begin Data provided

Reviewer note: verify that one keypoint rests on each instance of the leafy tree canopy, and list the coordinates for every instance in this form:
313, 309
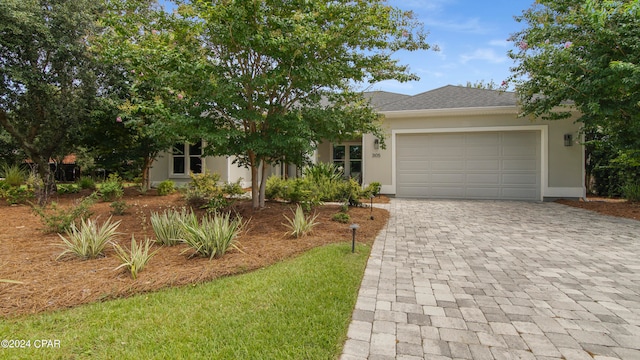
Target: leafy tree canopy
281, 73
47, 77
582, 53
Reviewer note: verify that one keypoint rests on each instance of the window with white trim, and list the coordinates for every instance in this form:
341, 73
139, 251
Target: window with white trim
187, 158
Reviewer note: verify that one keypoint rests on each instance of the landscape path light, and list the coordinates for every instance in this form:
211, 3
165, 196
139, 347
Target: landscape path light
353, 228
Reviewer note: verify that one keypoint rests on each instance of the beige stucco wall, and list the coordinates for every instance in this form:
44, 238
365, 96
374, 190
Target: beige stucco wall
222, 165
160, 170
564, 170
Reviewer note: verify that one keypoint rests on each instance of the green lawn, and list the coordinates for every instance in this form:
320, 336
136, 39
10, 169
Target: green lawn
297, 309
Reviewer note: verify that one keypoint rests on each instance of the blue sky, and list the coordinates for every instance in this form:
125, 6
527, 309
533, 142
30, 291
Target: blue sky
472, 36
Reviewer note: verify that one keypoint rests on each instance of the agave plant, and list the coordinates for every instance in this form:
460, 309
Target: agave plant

end Data provided
begin Data provided

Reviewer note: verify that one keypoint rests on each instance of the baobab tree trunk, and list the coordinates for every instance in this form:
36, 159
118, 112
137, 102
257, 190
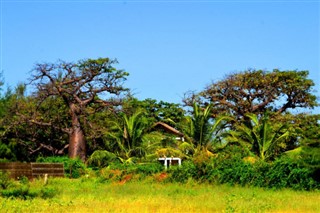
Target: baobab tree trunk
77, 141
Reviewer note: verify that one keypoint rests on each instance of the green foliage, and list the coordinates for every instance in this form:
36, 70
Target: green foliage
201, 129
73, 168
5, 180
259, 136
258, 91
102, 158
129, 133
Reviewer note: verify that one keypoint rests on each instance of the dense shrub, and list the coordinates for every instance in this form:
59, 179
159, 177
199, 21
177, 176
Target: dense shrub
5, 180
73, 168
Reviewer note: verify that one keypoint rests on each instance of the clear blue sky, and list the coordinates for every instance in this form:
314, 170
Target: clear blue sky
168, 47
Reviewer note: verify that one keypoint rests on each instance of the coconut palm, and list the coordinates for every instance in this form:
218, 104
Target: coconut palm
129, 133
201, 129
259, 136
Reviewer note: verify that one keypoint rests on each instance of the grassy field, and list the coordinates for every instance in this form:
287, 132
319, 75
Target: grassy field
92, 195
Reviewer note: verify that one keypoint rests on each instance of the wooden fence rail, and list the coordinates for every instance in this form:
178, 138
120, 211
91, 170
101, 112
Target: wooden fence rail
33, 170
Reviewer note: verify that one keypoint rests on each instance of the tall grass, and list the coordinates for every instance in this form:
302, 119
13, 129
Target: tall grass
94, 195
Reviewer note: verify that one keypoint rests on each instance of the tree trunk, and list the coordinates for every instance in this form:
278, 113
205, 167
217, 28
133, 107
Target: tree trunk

end Data provided
begin Data provided

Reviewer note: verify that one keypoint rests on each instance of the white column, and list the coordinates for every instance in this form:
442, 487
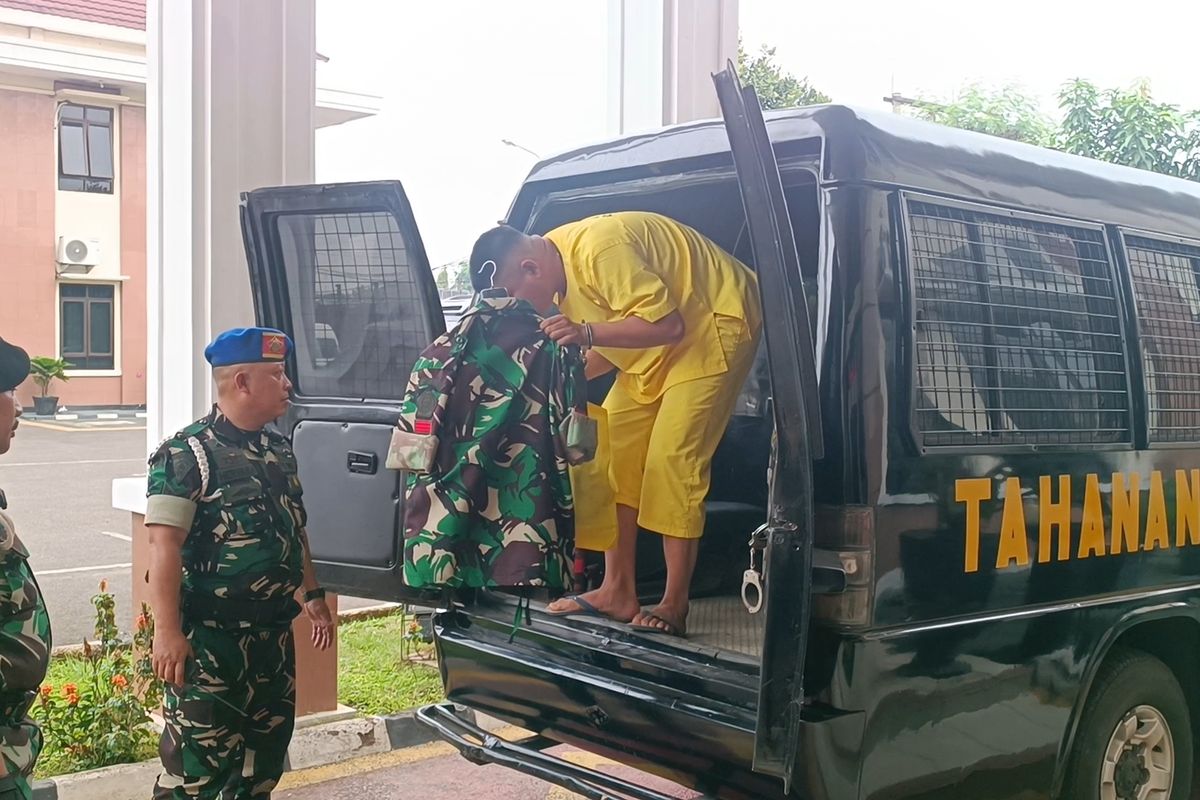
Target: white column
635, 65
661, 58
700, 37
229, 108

end Data provided

### Your instructions
From the listing above, give the lines as a numbered list with blank lines left out, starting with the line that contains "green lawn, and" and continuing through the line that contains "Target: agave plant".

### In response
1. Reviewer note: verify that one keypoint rests on each instance of the green lawn, and list the coordinates for every instance in this form:
2. 320, 336
3. 136, 39
4. 10, 169
5. Target: green lawn
6. 297, 309
7. Reviewer note: verify that one keypoint rests on each instance of the blue sky, and list the coordinates for every instance in this form:
8. 125, 6
9. 527, 309
10. 533, 142
11. 30, 291
12. Target: blue sky
13. 472, 36
14. Reviewer note: verify that one keypoint rests on each instance of the agave plant, and list the coordinates for every instance in this form:
15. 460, 309
16. Target: agave plant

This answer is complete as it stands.